== Available records

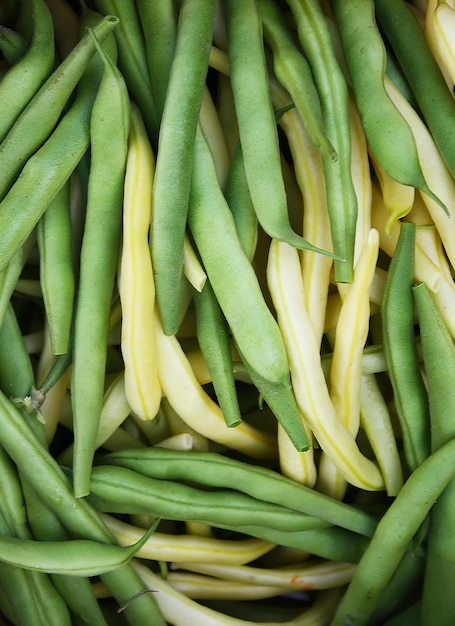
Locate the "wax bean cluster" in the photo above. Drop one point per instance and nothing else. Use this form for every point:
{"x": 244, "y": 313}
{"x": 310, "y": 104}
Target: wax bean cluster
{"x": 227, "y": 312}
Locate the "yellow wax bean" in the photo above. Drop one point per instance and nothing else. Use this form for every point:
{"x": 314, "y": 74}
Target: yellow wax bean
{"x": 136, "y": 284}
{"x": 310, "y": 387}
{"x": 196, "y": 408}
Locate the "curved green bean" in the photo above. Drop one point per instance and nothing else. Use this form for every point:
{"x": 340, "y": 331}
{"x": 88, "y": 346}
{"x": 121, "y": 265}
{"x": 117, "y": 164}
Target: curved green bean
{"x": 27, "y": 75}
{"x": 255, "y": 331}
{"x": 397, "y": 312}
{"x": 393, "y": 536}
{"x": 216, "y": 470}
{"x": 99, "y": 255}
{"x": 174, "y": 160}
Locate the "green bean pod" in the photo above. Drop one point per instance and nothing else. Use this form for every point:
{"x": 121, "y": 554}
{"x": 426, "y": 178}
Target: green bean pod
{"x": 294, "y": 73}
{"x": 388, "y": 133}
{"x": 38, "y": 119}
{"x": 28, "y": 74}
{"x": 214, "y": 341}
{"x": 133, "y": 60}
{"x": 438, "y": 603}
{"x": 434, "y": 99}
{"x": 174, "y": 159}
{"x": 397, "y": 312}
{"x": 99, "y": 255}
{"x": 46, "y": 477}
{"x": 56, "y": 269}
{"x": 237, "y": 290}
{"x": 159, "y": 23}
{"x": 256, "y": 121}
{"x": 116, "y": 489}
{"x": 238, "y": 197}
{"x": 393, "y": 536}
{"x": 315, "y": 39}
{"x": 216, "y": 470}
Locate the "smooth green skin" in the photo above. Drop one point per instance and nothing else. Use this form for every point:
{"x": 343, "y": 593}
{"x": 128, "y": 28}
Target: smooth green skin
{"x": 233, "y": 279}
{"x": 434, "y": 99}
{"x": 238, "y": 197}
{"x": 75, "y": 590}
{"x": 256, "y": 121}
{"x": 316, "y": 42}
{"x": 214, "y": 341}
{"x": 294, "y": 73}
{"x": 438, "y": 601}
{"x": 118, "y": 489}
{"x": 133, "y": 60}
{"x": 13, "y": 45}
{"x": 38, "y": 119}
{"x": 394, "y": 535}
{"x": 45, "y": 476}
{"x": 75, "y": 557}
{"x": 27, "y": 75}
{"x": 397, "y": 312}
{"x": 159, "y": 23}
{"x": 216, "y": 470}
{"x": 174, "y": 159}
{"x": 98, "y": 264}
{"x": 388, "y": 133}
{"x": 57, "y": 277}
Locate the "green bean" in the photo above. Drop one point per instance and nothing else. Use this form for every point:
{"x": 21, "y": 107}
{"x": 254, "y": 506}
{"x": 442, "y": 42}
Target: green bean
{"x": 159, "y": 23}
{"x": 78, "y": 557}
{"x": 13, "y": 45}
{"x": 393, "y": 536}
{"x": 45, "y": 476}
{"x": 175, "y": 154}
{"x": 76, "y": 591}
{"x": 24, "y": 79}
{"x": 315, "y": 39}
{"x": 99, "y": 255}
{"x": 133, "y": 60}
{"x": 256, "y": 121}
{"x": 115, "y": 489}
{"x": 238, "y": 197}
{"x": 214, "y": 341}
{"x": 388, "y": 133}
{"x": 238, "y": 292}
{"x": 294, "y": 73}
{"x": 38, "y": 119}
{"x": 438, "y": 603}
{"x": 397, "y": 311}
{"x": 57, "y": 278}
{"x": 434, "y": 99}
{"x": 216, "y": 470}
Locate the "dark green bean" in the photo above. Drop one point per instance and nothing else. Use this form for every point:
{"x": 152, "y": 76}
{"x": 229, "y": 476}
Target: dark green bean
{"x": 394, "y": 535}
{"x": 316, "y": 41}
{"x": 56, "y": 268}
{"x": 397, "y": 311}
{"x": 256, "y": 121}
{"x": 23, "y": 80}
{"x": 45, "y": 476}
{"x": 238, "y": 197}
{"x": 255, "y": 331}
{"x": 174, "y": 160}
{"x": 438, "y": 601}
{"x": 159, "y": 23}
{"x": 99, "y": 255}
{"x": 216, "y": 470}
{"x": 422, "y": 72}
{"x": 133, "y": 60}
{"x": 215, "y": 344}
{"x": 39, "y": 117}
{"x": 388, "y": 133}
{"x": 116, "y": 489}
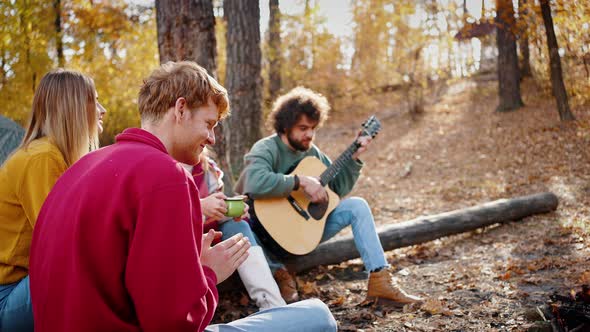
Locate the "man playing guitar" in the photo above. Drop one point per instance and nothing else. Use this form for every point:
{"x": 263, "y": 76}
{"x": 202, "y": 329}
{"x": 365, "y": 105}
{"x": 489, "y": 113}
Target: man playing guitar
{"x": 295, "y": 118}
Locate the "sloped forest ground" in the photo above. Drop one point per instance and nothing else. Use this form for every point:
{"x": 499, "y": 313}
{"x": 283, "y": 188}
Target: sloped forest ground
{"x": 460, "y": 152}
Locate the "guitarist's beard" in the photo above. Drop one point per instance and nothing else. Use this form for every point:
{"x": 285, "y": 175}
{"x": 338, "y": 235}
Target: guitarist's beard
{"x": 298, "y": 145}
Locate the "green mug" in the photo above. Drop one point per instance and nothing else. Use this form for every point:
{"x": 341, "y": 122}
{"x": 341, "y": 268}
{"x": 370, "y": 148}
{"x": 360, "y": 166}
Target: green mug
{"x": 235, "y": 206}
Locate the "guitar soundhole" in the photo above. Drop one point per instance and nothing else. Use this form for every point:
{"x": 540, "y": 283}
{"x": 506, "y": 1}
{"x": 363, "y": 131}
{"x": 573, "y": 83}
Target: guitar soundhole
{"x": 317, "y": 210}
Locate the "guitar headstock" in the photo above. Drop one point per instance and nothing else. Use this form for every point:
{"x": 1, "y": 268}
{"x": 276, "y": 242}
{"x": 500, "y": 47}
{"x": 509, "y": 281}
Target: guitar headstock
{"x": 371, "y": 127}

====
== Available records

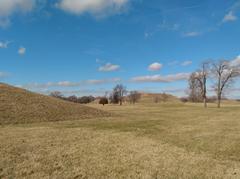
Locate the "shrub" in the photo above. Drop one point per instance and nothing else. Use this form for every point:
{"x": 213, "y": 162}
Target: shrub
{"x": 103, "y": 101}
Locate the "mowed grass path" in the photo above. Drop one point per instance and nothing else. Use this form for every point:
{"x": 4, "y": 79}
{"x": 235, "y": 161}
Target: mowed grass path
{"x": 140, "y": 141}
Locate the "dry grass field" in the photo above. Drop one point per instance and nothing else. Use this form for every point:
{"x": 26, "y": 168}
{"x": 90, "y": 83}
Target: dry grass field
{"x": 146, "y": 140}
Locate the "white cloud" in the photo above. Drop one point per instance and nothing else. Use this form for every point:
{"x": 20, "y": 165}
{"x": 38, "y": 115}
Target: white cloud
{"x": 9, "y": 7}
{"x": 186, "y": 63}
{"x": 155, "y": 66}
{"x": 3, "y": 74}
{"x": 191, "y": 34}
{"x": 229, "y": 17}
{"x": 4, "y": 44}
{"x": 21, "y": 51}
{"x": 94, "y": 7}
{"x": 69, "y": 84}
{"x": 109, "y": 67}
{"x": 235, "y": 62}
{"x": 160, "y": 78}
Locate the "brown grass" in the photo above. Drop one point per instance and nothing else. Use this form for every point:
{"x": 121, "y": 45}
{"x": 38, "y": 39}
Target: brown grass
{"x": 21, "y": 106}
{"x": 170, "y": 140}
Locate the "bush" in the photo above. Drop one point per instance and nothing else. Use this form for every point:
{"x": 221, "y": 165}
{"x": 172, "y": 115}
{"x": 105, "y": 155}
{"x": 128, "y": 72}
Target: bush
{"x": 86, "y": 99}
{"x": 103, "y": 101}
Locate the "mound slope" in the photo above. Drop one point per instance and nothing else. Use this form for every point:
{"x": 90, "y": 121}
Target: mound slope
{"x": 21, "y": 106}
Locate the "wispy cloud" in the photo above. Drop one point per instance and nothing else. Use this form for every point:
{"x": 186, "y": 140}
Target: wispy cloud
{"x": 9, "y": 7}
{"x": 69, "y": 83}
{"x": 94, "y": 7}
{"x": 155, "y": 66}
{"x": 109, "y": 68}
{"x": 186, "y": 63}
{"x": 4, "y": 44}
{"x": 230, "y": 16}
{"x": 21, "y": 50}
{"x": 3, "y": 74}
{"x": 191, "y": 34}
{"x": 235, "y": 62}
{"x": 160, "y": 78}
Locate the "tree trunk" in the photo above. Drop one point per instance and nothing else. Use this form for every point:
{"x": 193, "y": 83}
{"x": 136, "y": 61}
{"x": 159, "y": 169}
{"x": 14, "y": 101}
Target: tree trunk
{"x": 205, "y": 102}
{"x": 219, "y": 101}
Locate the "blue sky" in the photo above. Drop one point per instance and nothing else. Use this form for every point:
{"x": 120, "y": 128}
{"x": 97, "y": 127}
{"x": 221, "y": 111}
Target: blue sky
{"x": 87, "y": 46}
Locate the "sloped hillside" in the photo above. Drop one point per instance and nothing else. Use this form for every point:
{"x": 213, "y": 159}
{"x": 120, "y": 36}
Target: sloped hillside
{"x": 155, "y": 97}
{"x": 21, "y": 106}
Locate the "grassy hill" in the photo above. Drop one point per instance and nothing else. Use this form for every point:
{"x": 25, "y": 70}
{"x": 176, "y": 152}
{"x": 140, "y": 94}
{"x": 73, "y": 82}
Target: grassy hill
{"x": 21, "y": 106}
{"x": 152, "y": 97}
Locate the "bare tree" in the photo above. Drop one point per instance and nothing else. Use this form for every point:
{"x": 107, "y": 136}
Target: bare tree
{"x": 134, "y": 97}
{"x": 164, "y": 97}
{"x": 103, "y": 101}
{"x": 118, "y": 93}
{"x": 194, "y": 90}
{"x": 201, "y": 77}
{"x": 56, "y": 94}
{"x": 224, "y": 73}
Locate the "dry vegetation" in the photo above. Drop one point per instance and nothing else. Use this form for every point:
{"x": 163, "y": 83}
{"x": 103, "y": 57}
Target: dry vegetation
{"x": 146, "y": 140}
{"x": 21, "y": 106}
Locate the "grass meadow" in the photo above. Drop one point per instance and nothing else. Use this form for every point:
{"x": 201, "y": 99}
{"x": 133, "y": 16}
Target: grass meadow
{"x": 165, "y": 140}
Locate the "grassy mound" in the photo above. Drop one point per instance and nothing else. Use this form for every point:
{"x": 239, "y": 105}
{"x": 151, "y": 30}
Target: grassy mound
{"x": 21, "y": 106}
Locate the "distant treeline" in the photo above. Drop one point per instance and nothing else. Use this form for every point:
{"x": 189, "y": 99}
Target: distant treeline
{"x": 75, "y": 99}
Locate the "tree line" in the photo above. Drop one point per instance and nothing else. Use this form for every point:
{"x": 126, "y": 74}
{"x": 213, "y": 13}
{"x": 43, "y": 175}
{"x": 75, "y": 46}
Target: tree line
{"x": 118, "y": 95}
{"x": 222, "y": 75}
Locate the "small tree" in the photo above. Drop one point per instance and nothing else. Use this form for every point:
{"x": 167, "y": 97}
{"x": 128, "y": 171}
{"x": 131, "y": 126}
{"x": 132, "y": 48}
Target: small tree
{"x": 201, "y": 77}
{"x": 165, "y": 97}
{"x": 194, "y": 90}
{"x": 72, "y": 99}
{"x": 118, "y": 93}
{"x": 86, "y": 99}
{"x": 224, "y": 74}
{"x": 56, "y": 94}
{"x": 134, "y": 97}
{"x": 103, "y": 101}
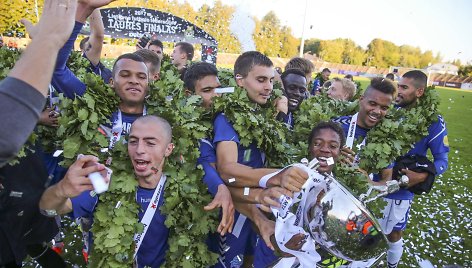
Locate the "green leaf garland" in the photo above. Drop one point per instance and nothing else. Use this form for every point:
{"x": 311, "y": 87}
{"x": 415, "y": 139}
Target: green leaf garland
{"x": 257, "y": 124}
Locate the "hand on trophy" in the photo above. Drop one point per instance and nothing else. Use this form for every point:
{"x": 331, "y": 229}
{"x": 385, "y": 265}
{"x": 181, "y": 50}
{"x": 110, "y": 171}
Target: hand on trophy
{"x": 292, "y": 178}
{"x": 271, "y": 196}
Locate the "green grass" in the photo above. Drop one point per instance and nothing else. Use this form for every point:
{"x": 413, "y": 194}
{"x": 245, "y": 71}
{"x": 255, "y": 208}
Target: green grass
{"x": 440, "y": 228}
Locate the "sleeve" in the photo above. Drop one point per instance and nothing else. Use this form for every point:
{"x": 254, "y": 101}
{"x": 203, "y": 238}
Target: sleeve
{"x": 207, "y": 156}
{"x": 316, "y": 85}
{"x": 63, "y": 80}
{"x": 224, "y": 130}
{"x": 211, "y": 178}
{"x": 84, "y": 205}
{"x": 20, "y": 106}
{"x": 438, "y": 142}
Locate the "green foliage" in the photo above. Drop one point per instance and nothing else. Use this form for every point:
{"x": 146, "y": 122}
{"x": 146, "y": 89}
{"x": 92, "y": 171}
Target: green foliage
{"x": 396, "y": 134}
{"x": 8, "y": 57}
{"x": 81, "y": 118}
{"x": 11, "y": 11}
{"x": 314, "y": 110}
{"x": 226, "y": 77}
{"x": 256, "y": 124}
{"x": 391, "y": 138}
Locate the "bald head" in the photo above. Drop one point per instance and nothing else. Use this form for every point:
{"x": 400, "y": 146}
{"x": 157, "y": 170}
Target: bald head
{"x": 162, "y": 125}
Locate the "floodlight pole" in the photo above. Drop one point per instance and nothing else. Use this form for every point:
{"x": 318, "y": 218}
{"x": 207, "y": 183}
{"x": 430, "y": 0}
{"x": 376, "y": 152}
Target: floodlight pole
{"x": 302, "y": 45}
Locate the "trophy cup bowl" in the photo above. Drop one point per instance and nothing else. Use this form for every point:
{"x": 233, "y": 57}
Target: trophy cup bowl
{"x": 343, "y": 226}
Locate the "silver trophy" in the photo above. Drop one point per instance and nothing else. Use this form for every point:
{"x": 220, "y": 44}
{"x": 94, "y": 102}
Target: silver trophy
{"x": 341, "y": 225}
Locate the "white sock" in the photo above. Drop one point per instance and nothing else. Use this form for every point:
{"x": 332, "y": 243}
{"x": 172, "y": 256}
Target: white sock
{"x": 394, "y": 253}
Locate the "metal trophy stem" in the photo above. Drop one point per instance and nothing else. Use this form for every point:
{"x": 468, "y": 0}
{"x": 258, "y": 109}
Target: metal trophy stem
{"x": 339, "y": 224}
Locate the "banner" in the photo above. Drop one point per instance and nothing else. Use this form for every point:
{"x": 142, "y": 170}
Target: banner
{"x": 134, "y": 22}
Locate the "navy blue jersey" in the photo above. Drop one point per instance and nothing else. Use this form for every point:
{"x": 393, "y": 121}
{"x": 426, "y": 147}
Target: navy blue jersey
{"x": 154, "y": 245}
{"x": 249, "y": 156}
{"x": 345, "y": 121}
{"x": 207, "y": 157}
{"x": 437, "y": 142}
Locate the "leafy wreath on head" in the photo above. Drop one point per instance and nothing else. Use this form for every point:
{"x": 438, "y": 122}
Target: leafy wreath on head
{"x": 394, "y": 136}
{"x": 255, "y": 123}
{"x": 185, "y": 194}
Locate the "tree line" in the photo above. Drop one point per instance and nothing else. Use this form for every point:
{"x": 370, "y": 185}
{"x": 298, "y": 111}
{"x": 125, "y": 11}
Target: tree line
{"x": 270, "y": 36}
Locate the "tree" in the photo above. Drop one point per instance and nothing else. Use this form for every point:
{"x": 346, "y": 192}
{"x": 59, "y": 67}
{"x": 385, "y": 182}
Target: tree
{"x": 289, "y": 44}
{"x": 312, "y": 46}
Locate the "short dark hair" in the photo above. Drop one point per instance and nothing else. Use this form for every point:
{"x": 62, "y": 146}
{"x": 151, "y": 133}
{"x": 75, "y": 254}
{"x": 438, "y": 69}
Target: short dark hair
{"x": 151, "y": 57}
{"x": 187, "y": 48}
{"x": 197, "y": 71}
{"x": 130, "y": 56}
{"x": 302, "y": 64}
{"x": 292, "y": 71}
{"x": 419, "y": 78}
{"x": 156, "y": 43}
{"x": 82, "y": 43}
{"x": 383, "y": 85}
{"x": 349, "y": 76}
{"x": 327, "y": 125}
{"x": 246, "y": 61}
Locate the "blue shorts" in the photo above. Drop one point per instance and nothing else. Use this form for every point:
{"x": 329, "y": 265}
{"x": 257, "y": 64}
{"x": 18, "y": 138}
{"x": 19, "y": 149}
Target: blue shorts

====

◆ **Work to be completed**: Please count the lines in the items above that contain the word "bowl". Give only that number.

◆ **Task answer**: 2